═══ Passage given ═══
# alfine 8 roller bearing explosion



## mntbkr68 (Apr 26, 2008)

i have a alfine 8 with 4 months riding and it seized up while shifting under no load ...so i took it apart and the smaller roller bearing came out in peices along with a small 2 inch spring when removing it from the hub housing...has anyone seen this before?can i buy these 2 parts and reinstall them...or do i need to buy the whole internal drive shaft???
thanks


----------



## steve-o-nz (Jul 28, 2007)

Looks like you have a roller clutch gone kaput there, you should be able to buy the subassembly it is part of, check out petracycles (sorry, cant post links, just google them) looks like you still need to buy most of the main gear set though, the 8 doesn't break down into as many pieces as the 11

It's a pity you wont be able to get just the clutch itself, but still might ed up cheaper than replacing all the internals


----------



## rebuilt13 (Jul 31, 2007)
═══ Excerpted data ═══
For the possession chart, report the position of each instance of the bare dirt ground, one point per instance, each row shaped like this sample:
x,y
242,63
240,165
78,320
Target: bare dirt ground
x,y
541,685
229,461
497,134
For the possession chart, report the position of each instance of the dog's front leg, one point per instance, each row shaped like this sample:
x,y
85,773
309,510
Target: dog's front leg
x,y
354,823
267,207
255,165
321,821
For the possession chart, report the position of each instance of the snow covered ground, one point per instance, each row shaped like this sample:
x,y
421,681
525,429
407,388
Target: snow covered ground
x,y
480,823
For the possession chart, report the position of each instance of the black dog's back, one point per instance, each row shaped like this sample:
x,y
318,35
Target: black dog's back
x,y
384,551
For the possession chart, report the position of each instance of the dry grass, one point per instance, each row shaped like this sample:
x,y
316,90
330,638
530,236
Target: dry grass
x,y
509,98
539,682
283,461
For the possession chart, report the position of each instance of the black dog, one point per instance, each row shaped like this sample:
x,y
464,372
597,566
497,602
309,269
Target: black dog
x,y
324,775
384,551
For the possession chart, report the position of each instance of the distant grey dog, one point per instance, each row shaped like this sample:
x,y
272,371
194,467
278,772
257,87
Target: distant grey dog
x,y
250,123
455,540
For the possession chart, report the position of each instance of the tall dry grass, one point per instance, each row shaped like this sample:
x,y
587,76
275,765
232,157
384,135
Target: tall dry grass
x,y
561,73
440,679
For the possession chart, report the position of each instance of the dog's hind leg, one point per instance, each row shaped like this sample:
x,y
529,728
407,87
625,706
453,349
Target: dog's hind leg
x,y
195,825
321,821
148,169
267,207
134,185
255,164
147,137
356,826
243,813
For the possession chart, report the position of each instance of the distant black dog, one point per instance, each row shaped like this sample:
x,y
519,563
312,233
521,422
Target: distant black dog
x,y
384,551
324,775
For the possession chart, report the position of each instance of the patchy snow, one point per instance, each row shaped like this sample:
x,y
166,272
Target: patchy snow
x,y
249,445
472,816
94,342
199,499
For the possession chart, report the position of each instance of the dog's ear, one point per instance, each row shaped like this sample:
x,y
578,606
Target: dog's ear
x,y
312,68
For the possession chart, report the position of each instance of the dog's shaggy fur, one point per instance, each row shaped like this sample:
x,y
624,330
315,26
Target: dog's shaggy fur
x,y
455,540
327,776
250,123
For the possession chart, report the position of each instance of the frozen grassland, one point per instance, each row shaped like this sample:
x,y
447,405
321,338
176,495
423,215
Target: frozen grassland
═══
- Task requirements
A - In the Alfine 8 thread, how many months of riding did the hub have before it seized up?
B - Extend the Alfine 8 thread by writing on from its last line.
The data has no connection to the forum thread on the Alfine 8 hub.

- Results of the exercise
A - Four months.

B -
If that is the bearing on the drive side of the hub, it should be orderable as a drive unit. The part number should be Y-37L 98020. I would get in touch with a shimano dealer and see if it is warranty or find out what the cost of it is. Good luck!


----------



## Yoreskillz (Feb 10, 2011)

X2 what rebuilt13 suggested, get a hold of Shimano and see if there is warranty coverage on it. My Alfine 8 is hinky too and will be contacting them myself, not too impressed with the hub honestly.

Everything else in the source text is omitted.